Woodfin told reporters in November that law enforcement had taken 2,008 guns off the street since 2018 started. “We’ve been more aggressive with stops, and part of those stops have allowed us (to) confiscate weapons that are either illegal or have done some harm or been stolen,” he said. “That’s a lot of guns to take off the street.”

Woodfin had promised a presentation of chief Smith’s public safety plan by the end of 2018. That presentation hasn’t happened in any formal way, although Smith maintains that public safety was an important component of a series of town hall meetings that have been held in each district.

Smith said more such presentations will happen in January, but he highlights the changes he has made in the department since taking office in June.

“Our homicides increased over a period of years, but there were no adjustments made internally to the police department,” he said.  In six months, he said, he’s implemented a 72-hour briefing period for violent crime cases, assigned more officers to investigate robberies and homicides and changed the department’s shift structure to a 4-10 model. Having officers work four 10-hour days keeps more officers are on duty during peak hours, he said.

There’s also been a greater emphasis on visibility of patrol cars, including a design change to make them more striking and an increase in checkpoints throughout the city. Via those checkpoints, Smith said, police “are able to slow traffic down in the city. We can see who’s driving and communicating or at least passing certain critical areas within the city, and we’re also able to reduce crime in that area.”

“So for instance, if we have an area where we notice an uptick in crime, should we triangulate on that area with various checkpoints, we can essentially reduce crime by having more of a presence, by stopping the people who are moving in critical areas and also having an overall impact in what’s happening in that area.”

Those changes, Smith said, are yielding results.
--
PROBLEM:
Retype the policing passage word for word, between "Woodfin had promised" and "in each district.", inclusive.

Dataset entries:
--
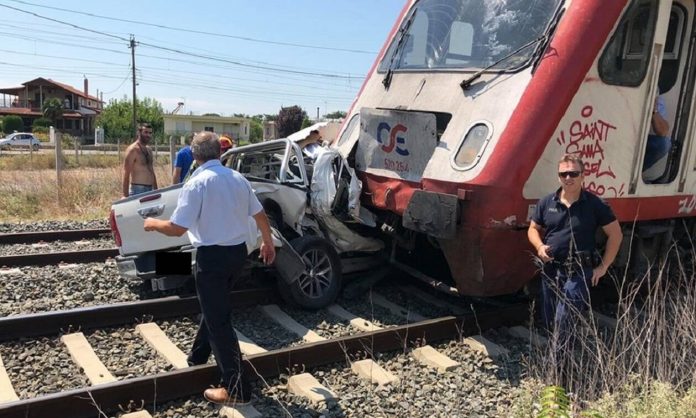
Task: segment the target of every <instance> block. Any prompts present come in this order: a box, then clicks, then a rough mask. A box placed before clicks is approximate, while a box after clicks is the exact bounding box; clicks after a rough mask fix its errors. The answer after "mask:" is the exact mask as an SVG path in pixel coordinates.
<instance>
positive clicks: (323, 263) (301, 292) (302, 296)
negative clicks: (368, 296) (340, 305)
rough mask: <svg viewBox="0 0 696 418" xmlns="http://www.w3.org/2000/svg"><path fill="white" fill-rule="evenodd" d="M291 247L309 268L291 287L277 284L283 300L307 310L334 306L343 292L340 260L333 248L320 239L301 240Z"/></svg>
mask: <svg viewBox="0 0 696 418" xmlns="http://www.w3.org/2000/svg"><path fill="white" fill-rule="evenodd" d="M290 245H292V247H293V248H294V249H295V251H297V253H298V254H299V255H300V257H302V259H303V260H304V262H305V264H306V266H307V268H306V269H305V271H304V272H302V274H301V275H300V277H299V278H298V279H297V280H295V281H294V282H292V283H290V284H288V283H285V281H283V280H279V281H278V283H279V285H280V287H281V294H282V295H283V298H284V299H285V300H286V301H288V302H289V303H291V304H296V305H299V306H301V307H303V308H306V309H320V308H323V307H325V306H328V305H330V304H331V303H333V302H334V301H335V300H336V298H337V297H338V293H339V292H340V291H341V259H340V258H339V256H338V253H337V252H336V250H335V249H334V247H333V246H332V245H331V243H329V242H328V241H327V240H325V239H323V238H320V237H317V236H304V237H299V238H296V239H294V240H292V241H291V242H290Z"/></svg>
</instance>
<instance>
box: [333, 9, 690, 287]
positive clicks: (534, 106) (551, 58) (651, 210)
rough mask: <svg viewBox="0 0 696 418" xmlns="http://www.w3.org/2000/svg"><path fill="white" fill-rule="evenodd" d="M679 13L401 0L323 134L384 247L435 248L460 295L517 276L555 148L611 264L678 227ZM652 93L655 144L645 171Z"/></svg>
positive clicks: (683, 171)
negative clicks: (588, 212)
mask: <svg viewBox="0 0 696 418" xmlns="http://www.w3.org/2000/svg"><path fill="white" fill-rule="evenodd" d="M695 16H696V1H694V0H675V1H665V0H611V1H607V0H410V1H408V2H407V4H406V6H405V7H404V9H403V10H402V13H401V15H400V16H399V19H398V21H397V22H396V24H395V26H394V28H393V29H392V31H391V34H390V36H389V39H388V40H387V42H386V44H385V46H384V47H383V49H382V51H381V52H380V54H379V56H378V58H377V61H376V62H375V64H374V66H373V68H372V69H371V70H370V72H369V74H368V76H367V79H366V81H365V83H364V85H363V87H362V89H361V91H360V93H359V95H358V97H357V98H356V100H355V102H354V104H353V106H352V109H351V111H350V113H349V114H348V116H347V119H346V120H347V122H346V123H345V124H344V126H343V128H342V130H341V132H340V134H339V136H338V138H337V139H336V141H335V143H334V145H335V146H337V147H338V148H339V150H340V151H341V152H342V153H343V154H344V155H346V156H350V159H351V160H352V161H354V164H355V168H356V170H357V171H358V173H359V175H360V176H361V178H362V179H363V201H364V203H365V204H366V205H367V206H368V207H370V208H371V209H373V210H376V211H377V212H378V213H379V214H380V216H381V218H382V219H383V220H384V222H385V224H387V225H390V226H391V228H390V227H389V226H387V227H386V228H385V229H388V230H390V231H392V233H393V235H394V241H395V242H397V243H398V244H399V245H398V247H399V248H401V250H400V251H397V255H396V257H397V259H398V258H399V253H400V254H401V256H400V257H401V258H400V259H401V262H403V263H405V264H409V263H411V264H412V265H414V266H416V265H417V264H418V261H419V260H418V259H419V258H427V260H428V261H429V263H422V264H424V265H426V264H429V265H431V266H432V265H433V264H435V265H437V264H438V263H433V261H434V260H437V257H441V259H443V260H446V263H445V262H443V263H440V264H442V266H440V267H444V268H443V270H447V271H448V273H449V274H451V277H452V278H453V280H454V283H456V286H457V288H458V290H459V292H460V293H462V294H467V295H496V294H503V293H509V292H513V291H515V290H517V289H519V288H521V287H522V286H523V285H524V284H525V283H526V282H527V281H528V280H529V279H530V278H531V277H532V276H533V272H534V266H533V263H532V260H531V252H530V249H531V248H530V246H529V244H528V242H527V238H526V229H527V226H528V223H529V217H530V214H531V213H532V211H533V208H534V205H535V204H536V202H537V200H538V199H539V198H540V197H541V196H543V195H545V194H547V193H549V192H551V191H553V190H555V189H556V188H557V187H558V181H557V179H556V176H555V173H556V169H557V162H558V159H559V157H560V156H561V155H562V154H564V153H579V154H580V155H581V156H582V157H583V159H584V161H585V187H586V188H587V189H588V190H590V191H592V192H594V193H596V194H597V195H599V196H601V197H603V198H604V199H606V200H607V201H608V202H609V204H610V205H611V206H612V208H613V209H614V211H615V213H616V215H617V216H618V218H619V221H620V222H621V223H622V225H623V226H624V234H625V238H624V244H625V247H624V248H622V251H621V252H620V255H619V258H618V259H617V262H616V263H617V265H619V266H625V265H627V264H628V265H630V264H631V263H635V262H638V259H640V258H645V257H648V258H649V257H653V256H659V255H660V253H661V251H662V250H663V249H664V247H665V245H664V244H665V243H670V242H672V241H673V239H675V238H679V237H680V236H683V235H685V234H691V235H692V236H693V235H694V233H695V232H696V145H695V144H694V142H695V141H696V138H695V137H696V133H695V132H694V128H695V124H696V123H695V122H696V121H695V119H696V106H695V105H694V99H695V89H694V87H695V86H694V84H695V82H696V74H695V72H696V50H695V48H694V47H695V45H696V44H695V42H696V38H695V37H694V36H693V34H694V33H696V26H695V22H696V21H695V19H694V17H695ZM658 94H659V95H660V96H661V99H663V100H664V103H665V104H666V109H667V113H666V116H667V117H666V119H667V121H668V122H669V124H670V127H671V135H670V136H671V145H670V147H669V150H668V152H667V153H666V155H665V156H664V158H663V159H662V162H661V163H662V167H663V168H661V172H660V175H659V176H658V178H654V179H651V180H650V181H647V180H646V179H645V178H644V176H643V169H644V167H643V162H644V156H645V153H646V144H647V139H648V136H649V133H650V129H651V117H652V112H653V110H654V107H655V102H656V98H657V95H658ZM631 244H632V245H633V248H632V250H631V253H633V254H638V255H636V256H629V251H628V246H629V245H631ZM403 249H405V250H407V251H406V252H404V251H403ZM405 255H408V256H407V257H405ZM421 261H422V260H421ZM445 266H446V267H445ZM426 273H427V271H426Z"/></svg>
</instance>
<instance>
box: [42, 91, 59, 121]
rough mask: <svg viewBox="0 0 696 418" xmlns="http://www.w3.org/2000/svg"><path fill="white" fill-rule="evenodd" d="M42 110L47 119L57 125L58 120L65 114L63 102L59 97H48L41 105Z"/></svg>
mask: <svg viewBox="0 0 696 418" xmlns="http://www.w3.org/2000/svg"><path fill="white" fill-rule="evenodd" d="M41 112H42V113H43V115H44V117H45V118H46V119H48V120H50V121H51V123H52V124H53V126H56V121H57V120H58V119H60V118H61V117H62V116H63V102H61V101H60V99H59V98H57V97H51V98H50V99H46V100H44V103H43V105H42V106H41Z"/></svg>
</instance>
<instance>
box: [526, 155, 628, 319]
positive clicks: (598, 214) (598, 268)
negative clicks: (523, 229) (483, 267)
mask: <svg viewBox="0 0 696 418" xmlns="http://www.w3.org/2000/svg"><path fill="white" fill-rule="evenodd" d="M583 167H584V165H583V162H582V159H581V158H580V157H578V156H575V155H571V154H566V155H564V156H563V158H561V160H560V161H559V162H558V181H559V183H560V184H561V187H560V188H559V189H558V190H556V192H554V193H551V194H549V195H548V196H545V197H544V198H542V199H541V200H540V201H539V203H538V204H537V206H536V210H535V211H534V215H533V217H532V220H531V222H530V225H529V230H528V231H527V237H528V239H529V242H530V243H531V244H532V245H533V246H534V248H535V249H536V252H537V255H538V256H539V258H540V259H541V260H542V261H543V262H544V268H543V274H542V298H543V308H542V314H543V319H544V322H545V325H546V326H547V328H548V329H551V327H552V325H555V326H556V327H557V329H558V330H559V331H560V332H561V333H563V332H565V331H566V330H567V326H568V323H567V322H568V319H569V318H568V310H569V309H570V308H571V307H572V308H575V309H576V310H577V311H580V312H582V311H584V310H585V309H586V308H587V306H588V303H589V285H590V283H591V284H592V286H596V285H597V283H599V280H600V279H601V278H602V277H603V276H604V275H605V274H606V272H607V269H608V268H609V266H610V265H611V263H612V262H613V261H614V259H615V258H616V254H617V253H618V251H619V246H620V245H621V239H622V233H621V227H620V226H619V222H618V221H617V220H616V216H614V213H613V212H612V210H611V208H610V207H609V205H607V204H606V203H605V202H604V201H602V200H601V199H600V198H599V197H597V196H595V195H593V194H592V193H590V192H588V191H586V190H584V189H583V187H582V182H583V180H584V175H583ZM598 227H601V228H602V230H603V231H604V232H605V233H606V234H607V237H608V239H607V243H606V248H605V249H604V255H603V256H602V257H601V259H599V260H596V257H595V253H596V250H595V248H596V243H595V232H596V230H597V228H598ZM569 305H570V306H569Z"/></svg>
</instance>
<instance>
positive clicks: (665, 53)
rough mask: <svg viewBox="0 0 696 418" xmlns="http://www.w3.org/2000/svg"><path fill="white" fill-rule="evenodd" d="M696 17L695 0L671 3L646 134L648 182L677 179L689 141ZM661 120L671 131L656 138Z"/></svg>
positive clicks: (645, 163)
mask: <svg viewBox="0 0 696 418" xmlns="http://www.w3.org/2000/svg"><path fill="white" fill-rule="evenodd" d="M693 18H694V1H693V0H679V1H674V2H673V3H672V5H671V8H670V10H669V19H668V23H667V31H666V33H665V36H664V40H663V41H662V44H663V45H664V47H663V48H664V52H663V55H662V60H661V62H660V64H661V65H660V71H659V77H658V80H657V84H658V86H657V89H656V95H657V98H656V99H655V107H654V108H653V109H652V113H651V116H650V125H651V133H650V134H649V135H648V136H647V138H646V140H647V143H646V146H645V152H644V157H643V167H642V180H643V182H644V183H645V184H669V183H672V182H673V181H674V180H675V179H677V176H678V174H679V172H680V167H681V166H682V164H680V161H681V157H682V155H683V151H684V150H685V149H687V148H688V145H689V143H688V142H689V141H688V138H689V136H690V135H689V134H688V132H687V131H688V130H689V126H690V125H691V123H690V119H691V118H690V115H691V110H692V97H693V92H694V74H693V71H694V69H693V63H692V62H691V61H692V60H693V59H694V51H693V50H694V40H693V36H692V33H693V21H694V19H693ZM660 41H661V39H656V42H660ZM660 119H662V120H663V122H660ZM660 123H663V124H664V123H666V126H665V128H666V129H667V132H668V133H667V135H666V137H665V138H663V139H662V140H660V139H658V141H657V142H656V141H655V137H654V136H651V135H656V134H655V128H656V126H657V125H659V124H660ZM658 136H659V135H658ZM660 147H662V149H660ZM651 153H652V154H653V155H651ZM655 154H661V155H662V157H661V159H660V160H659V161H658V157H659V155H657V156H656V155H655ZM652 161H657V163H656V164H654V165H653V166H652V167H649V168H648V167H646V165H647V164H646V163H648V162H652ZM672 188H673V187H670V189H672Z"/></svg>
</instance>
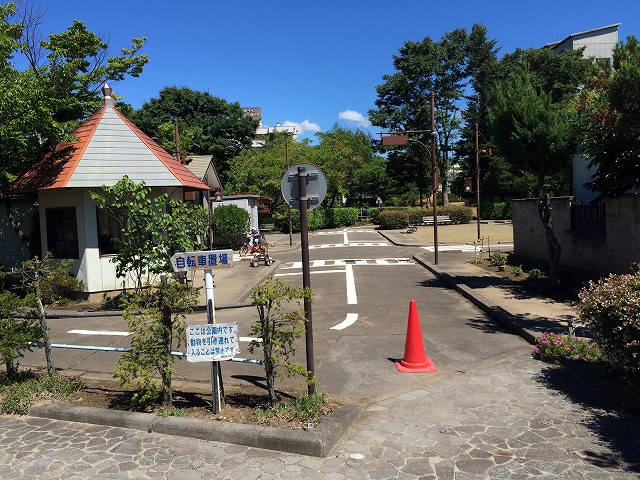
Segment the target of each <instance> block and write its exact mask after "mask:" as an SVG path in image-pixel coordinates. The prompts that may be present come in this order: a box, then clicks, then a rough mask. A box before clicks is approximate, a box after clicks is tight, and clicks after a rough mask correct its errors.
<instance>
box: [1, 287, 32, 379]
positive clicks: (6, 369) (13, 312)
mask: <svg viewBox="0 0 640 480" xmlns="http://www.w3.org/2000/svg"><path fill="white" fill-rule="evenodd" d="M22 304H23V302H22V299H21V298H20V297H19V296H18V295H16V294H15V293H13V292H9V291H4V292H0V358H1V359H2V362H4V364H5V367H6V372H7V376H8V377H9V378H10V379H11V378H14V377H15V376H16V374H17V373H18V359H19V358H20V357H22V356H23V352H24V351H25V350H30V349H31V345H30V343H31V342H36V341H38V340H40V339H41V337H42V335H41V330H40V327H39V326H38V323H37V321H36V320H35V319H33V318H19V317H17V316H16V312H17V310H18V309H19V308H20V307H21V306H22Z"/></svg>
--
RESPONSE BOX:
Woodfin had promised a presentation of chief Smith’s public safety plan by the end of 2018. That presentation hasn’t happened in any formal way, although Smith maintains that public safety was an important component of a series of town hall meetings that have been held in each district.